> [REQUIREMENT]: Report each line of the material below where the word "aircraft" can be found.

> [DATA TO EXAMINE]:
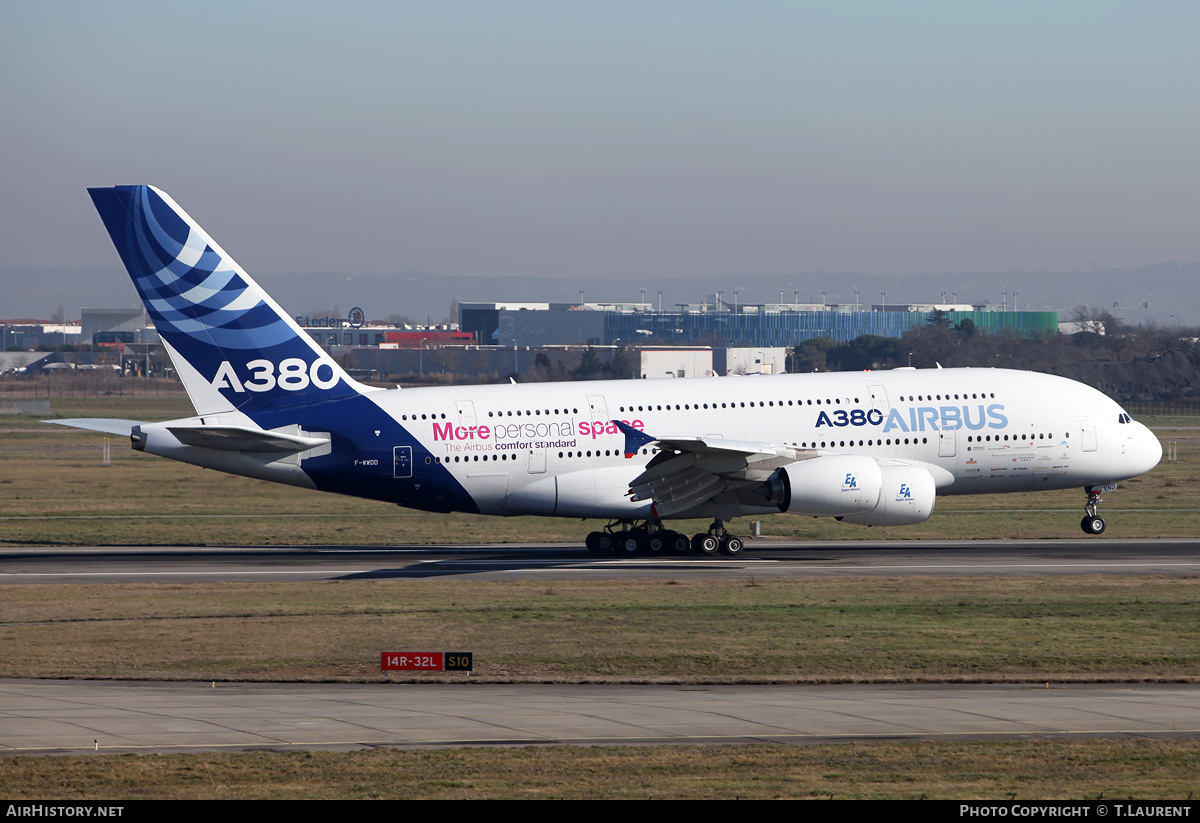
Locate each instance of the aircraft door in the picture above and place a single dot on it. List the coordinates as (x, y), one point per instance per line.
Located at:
(1087, 432)
(537, 461)
(947, 442)
(598, 408)
(466, 412)
(402, 462)
(879, 400)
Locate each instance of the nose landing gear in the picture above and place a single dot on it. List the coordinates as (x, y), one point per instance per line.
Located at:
(1092, 522)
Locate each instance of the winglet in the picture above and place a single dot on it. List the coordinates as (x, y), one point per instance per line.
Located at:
(634, 438)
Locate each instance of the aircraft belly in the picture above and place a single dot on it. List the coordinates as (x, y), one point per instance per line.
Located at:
(585, 493)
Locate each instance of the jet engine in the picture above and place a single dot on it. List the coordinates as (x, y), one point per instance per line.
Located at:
(826, 486)
(907, 498)
(853, 488)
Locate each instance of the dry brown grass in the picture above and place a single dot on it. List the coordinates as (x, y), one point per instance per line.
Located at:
(792, 630)
(1009, 772)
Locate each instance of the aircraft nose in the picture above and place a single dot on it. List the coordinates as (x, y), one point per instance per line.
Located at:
(1150, 450)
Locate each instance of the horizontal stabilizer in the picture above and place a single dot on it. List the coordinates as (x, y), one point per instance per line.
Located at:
(107, 425)
(241, 438)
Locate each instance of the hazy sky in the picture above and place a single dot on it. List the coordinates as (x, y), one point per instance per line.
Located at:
(588, 139)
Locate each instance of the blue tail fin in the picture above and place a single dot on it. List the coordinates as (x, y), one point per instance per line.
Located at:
(233, 347)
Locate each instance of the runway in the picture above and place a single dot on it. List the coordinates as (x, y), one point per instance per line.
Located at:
(540, 562)
(45, 718)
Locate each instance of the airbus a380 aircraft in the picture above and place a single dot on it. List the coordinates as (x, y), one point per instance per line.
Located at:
(874, 448)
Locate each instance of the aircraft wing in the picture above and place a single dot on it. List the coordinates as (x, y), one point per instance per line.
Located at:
(690, 470)
(243, 438)
(106, 425)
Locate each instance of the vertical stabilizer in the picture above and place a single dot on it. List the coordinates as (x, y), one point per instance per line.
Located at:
(232, 346)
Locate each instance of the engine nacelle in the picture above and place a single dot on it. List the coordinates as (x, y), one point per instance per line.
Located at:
(833, 486)
(907, 498)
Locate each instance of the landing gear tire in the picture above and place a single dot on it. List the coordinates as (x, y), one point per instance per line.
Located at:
(731, 545)
(630, 544)
(678, 544)
(706, 544)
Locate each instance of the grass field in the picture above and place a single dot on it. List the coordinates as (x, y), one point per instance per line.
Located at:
(777, 630)
(1002, 772)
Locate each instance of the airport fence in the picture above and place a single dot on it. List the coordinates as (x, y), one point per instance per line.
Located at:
(87, 384)
(1170, 408)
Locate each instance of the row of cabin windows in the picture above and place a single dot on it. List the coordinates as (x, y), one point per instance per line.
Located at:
(742, 404)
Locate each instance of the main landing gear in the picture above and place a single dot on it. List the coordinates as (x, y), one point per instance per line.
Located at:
(628, 539)
(1092, 522)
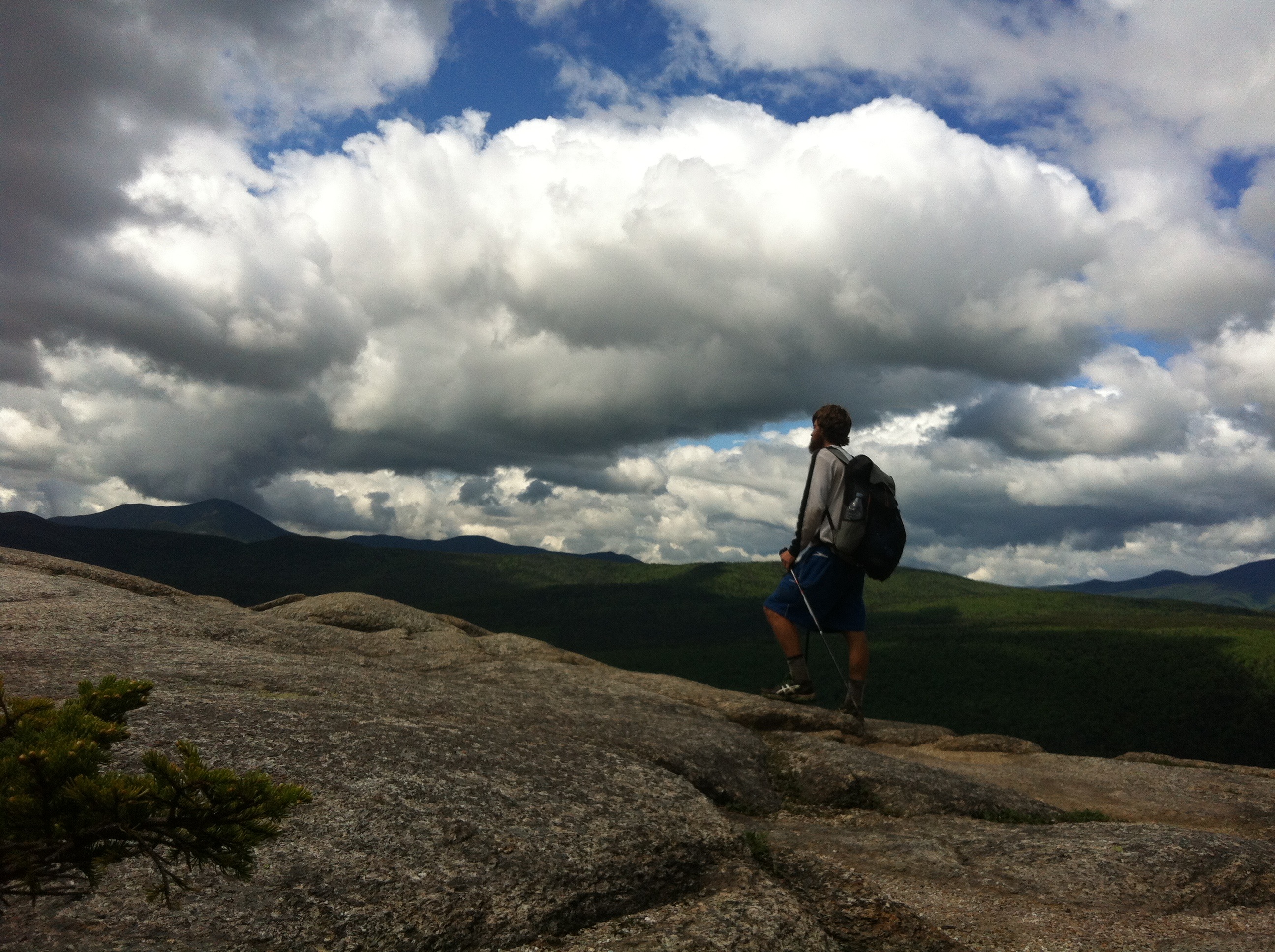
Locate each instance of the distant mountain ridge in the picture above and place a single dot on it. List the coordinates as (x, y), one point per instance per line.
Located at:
(231, 520)
(473, 546)
(207, 518)
(1251, 585)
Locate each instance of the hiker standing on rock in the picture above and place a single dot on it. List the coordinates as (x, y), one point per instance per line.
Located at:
(833, 588)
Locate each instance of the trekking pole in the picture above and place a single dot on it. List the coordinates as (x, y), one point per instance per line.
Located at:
(820, 630)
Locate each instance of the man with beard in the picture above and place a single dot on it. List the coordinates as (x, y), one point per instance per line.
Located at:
(833, 588)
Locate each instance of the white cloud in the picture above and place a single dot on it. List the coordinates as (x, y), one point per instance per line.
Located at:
(445, 332)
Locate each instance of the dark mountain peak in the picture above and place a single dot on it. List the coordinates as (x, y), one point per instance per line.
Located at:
(205, 518)
(1251, 585)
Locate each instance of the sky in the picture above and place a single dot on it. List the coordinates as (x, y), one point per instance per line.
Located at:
(576, 273)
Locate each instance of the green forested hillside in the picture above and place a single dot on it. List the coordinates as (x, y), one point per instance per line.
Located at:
(1076, 673)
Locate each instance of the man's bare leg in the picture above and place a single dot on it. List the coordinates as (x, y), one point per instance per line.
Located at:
(857, 649)
(786, 632)
(798, 687)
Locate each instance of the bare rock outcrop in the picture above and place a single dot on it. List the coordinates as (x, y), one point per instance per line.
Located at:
(824, 773)
(477, 791)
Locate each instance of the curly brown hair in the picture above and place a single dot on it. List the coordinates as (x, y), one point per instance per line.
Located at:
(836, 423)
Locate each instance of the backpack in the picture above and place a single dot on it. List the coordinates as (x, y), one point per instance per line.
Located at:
(871, 535)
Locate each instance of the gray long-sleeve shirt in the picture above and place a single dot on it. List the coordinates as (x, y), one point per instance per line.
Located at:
(825, 494)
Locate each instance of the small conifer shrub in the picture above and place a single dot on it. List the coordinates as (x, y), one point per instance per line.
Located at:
(64, 820)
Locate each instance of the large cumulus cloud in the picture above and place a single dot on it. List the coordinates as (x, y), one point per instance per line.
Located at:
(438, 330)
(570, 287)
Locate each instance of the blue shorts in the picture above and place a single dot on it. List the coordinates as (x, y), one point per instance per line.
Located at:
(834, 589)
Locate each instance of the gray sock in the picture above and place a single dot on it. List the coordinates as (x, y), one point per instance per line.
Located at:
(854, 696)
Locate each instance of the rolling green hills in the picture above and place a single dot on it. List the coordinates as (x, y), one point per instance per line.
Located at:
(1076, 673)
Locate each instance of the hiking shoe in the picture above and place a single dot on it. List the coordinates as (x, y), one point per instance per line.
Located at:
(795, 691)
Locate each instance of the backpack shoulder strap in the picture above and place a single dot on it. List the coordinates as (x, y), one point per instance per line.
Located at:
(841, 454)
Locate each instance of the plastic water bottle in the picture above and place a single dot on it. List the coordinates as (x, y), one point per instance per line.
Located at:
(854, 509)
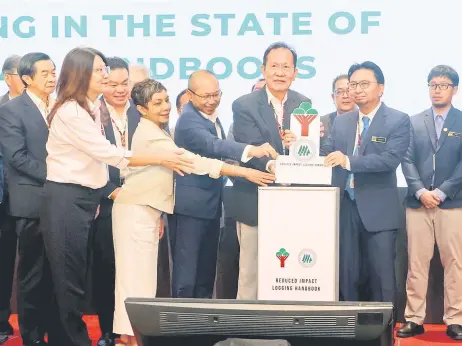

> [SOLUTION FOR THIS EXERCISE]:
Locate each instance of the aircraft door in the picture above and place a single dot on it. List the coordinates as (x, y), one point per instance per line.
Locate each instance of the aircraft belly in the picture above and place a single dot on it. List the coordinates as (x, y), one point per instance per line.
Locate each instance of the aircraft nose in the picture above and place a single dot on it. List the coordinates as (x, y), one point per instance per line.
Locate each instance of the airbus a380 aircraft in the picture above and place a single dot on it. List the coordinates as (x, y), one point per instance per line.
Locate each instance of the aircraft wing in the picture above and place a single dot on it. List the coordinates as (x, y), one point per instance per line.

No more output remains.